**Task 1:** Change "collection" to "set" in the passage on context-free grammars, and write out the part that starts at the words "A6) Context free" and ends after "G = (V, T, P, S)".
**Task 2:** Pick up the passage on context-free grammars after its last sentence and keep writing it.

-- Supplied text start --

A6) Context free grammar
Context-free grammar (CFG) is a collection of rules (or productions) for recursive rewriting used to produce string patterns.
It consists of:
● a set of terminal symbols,
● a set of non-terminal symbols,
● a set of productions,
● a start symbol.
Context-free grammar G can be defined as:
G = (V, T, P, S)
Where
G - grammar, used for generate string,
V - final set of non-terminal symbol, which are denoted by capital letters,
T - final set of terminal symbols, which are denoted be small letters,
P - set of production rules, it is used for replacing non terminal symbol of a string in both side (left or right)
S - start symbol, which is used for derive the string
A CFG for Arithmetic Expressions -
An example grammar that generates strings representing arithmetic expressions with the four operators +, -, *, /, and numbers as operands is:
1. <expression> --> number
2. <expression> --> (<expression>)
3.<expression> --> <expression> +<expression>
4. <expression> --> <expression> - <expression>
5. <expression> --> <expression> * <expression>
6. <expression> --> <expression> / <expression>
The only non-terminal symbol in this grammar is <expression>, which is also the
Start symbol. The terminal symbols are {+, -, *, /, (, ), number}
● The first rule states that an <expression> can be rewritten as a number.

-- Supplied text end --
-- Data provided start --

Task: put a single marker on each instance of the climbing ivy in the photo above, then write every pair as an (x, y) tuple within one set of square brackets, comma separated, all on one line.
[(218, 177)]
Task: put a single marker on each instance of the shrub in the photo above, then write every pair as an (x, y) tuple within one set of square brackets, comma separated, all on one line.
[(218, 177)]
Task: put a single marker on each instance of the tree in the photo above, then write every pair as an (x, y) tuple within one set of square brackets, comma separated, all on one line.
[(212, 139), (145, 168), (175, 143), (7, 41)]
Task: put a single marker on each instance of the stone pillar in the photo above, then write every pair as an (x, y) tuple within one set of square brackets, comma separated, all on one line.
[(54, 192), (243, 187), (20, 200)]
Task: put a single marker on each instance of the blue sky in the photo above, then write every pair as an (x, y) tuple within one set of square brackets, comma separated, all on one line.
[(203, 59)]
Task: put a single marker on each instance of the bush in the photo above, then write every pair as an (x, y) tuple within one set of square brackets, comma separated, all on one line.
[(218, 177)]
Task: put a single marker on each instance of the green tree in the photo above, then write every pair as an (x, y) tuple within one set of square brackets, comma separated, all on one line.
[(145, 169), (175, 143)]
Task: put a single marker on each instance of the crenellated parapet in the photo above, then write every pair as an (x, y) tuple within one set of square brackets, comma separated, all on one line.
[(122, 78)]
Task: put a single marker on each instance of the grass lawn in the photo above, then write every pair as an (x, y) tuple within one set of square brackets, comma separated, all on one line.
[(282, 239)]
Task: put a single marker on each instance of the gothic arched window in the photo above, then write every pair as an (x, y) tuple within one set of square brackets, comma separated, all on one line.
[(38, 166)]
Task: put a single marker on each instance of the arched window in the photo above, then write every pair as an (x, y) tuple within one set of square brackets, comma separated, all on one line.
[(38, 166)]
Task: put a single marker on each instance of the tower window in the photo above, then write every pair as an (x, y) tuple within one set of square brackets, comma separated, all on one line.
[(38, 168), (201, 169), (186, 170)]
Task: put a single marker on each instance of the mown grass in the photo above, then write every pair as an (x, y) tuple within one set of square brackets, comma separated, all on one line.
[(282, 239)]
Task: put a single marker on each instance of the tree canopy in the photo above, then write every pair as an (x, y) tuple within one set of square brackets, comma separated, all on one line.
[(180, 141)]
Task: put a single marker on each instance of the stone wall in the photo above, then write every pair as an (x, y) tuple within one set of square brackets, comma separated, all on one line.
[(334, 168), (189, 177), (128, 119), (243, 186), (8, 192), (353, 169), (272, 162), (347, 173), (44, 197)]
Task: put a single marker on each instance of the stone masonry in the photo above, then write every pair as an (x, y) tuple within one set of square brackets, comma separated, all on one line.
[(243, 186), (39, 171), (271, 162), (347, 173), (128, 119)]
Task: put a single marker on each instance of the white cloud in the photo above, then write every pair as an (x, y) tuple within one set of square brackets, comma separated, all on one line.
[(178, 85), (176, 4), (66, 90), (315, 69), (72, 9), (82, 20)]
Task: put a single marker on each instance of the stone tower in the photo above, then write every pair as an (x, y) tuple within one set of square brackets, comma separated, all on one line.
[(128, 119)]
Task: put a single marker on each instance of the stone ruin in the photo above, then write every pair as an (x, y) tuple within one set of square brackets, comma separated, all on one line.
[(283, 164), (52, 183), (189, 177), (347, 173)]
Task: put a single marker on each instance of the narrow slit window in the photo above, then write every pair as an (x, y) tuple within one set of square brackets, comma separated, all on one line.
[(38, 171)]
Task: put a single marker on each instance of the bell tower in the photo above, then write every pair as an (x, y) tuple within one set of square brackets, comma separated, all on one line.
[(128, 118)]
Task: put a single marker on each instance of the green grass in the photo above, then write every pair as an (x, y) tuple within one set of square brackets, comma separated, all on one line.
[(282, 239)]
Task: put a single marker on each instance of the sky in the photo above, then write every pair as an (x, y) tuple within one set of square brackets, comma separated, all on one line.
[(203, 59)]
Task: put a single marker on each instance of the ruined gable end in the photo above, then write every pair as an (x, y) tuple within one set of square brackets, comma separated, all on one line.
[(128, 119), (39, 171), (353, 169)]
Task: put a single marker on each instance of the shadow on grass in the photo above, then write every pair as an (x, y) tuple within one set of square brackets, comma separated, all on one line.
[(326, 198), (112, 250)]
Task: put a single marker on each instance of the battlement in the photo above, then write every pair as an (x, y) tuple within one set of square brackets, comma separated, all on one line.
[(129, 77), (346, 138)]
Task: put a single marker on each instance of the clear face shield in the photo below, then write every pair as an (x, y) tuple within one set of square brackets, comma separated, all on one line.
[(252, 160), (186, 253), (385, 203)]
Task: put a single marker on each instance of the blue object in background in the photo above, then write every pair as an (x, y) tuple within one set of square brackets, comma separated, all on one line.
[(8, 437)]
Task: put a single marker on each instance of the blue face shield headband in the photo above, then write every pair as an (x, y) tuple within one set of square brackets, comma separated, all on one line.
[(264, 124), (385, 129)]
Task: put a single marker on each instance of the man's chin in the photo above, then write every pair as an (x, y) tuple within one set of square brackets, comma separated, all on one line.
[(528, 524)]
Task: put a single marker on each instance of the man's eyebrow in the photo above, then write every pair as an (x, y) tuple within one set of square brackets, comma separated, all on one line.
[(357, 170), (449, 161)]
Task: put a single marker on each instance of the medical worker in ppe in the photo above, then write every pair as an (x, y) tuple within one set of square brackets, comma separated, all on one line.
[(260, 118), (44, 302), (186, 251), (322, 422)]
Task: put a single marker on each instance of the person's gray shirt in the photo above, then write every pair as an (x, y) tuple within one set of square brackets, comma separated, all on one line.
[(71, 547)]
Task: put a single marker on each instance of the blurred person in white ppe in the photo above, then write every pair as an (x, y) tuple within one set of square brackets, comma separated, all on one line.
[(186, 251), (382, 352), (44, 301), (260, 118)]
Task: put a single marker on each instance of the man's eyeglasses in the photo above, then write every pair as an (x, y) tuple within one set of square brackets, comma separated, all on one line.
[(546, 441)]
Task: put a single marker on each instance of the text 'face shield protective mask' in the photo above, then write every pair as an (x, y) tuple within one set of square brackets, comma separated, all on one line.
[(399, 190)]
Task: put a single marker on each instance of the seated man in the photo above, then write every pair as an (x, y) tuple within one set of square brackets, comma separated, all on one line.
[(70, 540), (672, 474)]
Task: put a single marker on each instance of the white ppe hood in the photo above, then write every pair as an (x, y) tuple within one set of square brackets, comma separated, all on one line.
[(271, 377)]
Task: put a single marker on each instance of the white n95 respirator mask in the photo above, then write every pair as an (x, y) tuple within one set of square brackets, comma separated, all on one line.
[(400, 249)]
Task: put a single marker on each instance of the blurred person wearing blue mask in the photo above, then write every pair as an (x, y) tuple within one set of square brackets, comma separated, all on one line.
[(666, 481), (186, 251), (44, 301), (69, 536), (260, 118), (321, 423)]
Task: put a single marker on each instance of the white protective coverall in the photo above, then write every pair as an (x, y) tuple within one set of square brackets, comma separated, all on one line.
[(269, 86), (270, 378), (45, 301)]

-- Data provided end --
-- Data provided start --

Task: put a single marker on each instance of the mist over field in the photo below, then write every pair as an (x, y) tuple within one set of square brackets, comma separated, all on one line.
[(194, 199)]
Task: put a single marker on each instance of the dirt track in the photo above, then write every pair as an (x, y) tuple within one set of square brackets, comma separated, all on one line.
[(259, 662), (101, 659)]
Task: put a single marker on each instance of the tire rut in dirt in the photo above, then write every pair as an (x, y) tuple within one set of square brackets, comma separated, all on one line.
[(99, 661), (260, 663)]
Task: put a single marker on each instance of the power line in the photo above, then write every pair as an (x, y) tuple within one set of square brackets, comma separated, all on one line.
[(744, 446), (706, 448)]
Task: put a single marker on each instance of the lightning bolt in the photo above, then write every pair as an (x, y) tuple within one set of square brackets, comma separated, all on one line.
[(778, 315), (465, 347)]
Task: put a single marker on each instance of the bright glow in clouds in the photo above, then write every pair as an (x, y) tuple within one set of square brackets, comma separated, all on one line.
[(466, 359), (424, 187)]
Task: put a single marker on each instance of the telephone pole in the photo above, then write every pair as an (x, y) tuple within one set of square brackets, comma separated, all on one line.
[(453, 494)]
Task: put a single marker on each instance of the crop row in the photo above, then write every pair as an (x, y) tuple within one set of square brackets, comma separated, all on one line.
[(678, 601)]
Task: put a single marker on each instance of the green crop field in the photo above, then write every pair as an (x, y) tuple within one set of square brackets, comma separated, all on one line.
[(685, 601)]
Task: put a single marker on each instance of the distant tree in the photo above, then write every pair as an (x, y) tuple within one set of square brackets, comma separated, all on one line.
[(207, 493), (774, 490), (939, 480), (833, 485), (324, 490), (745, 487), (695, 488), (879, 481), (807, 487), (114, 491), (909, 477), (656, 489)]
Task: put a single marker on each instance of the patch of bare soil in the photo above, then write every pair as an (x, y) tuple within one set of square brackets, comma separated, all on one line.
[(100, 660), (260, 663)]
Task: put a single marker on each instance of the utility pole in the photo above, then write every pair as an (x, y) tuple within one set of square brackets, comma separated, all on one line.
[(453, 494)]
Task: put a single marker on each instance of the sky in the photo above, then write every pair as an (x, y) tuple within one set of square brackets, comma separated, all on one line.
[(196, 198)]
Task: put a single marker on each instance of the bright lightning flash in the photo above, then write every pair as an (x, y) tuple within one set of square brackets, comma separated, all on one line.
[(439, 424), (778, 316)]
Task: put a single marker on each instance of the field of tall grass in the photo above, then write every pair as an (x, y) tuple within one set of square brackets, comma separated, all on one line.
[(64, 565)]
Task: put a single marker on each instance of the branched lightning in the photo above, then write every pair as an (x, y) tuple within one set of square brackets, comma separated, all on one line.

-- Data provided end --

**Exercise answer 1:**
A6) Context free grammar
Context-free grammar (CFG) is a set of rules (or productions) for recursive rewriting used to produce string patterns.
It consists of:
● a set of terminal symbols,
● a set of non-terminal symbols,
● a set of productions,
● a start symbol.
Context-free grammar G can be defined as:
G = (V, T, P, S)

**Exercise answer 2:**
● The second rule says that an <expression> enclosed in parentheses is also an <expression>
● The remaining rules say that the sum, difference, product, or division of two <expression> is also an expression.
Q7) Do left factoring in the following grammar - S → iEtS / iEtSeS / a?
A7) The left factored grammar is-
S → iEtSS’ / a
S’ → eS / ∈
E → b
Q8) Do left factoring in the following grammar - A → aAB / aBc / aAc?
A8) Step-01:
A → aA’
A’ → AB / Bc / Ac
Again, this is a grammar with common prefixes.
Step-02:
A → aA’
A’ → AD / Bc
D → B / c
This is a left factored grammar.
Q9) Do left factoring in the following grammar - S → bSSaaS / bSSaSb / bSb / a?
A9) Step-01:
S → bSS’ / a
S’ → SaaS / SaSb / b
Again, this is a grammar with common prefixes.
Step-02:
S → bSS’ / a
S’ → SaA / b
A → aS / Sb
This is a left-factored grammar.
Q10) Do left factoring in the following grammar - S → aSSbS / aSaSb / abb / b?
A10) Step-01:
S → aS’ / b
S’ → SSbS / SaSb / bb
Again, this is a grammar with common prefixes.
Step-02:
S → aS’ / b
S’ → SA / bb
A → SbS / aSb
This is a left-factored grammar.
Q11) Do left factoring in the following grammar - S → a / ab / abc / abcd?
A11) Step-01:
S → aS’
S’ → b / bc / bcd / ∈
Again, this is a grammar with common prefixes.
Step-02:
S → aS’
S’ → bA / ∈
A → c / cd / ∈
Again, this is a grammar with common prefixes.
Step-03:
S → aS’
S’ → bA / ∈
A → cB / ∈
B → d / ∈
This is a left factored grammar.
Q12) Consider the following grammar and eliminate left recursion-
A → ABd / Aa / a
B → Be / b
A12) The grammar after eliminating left recursion is-
A → aA’
A’ → BdA’ / aA’ / ∈
B → bB’
B’ → eB’ / ∈
Q13) Consider the following grammar and eliminate left recursion - E → E + E / E x E / a?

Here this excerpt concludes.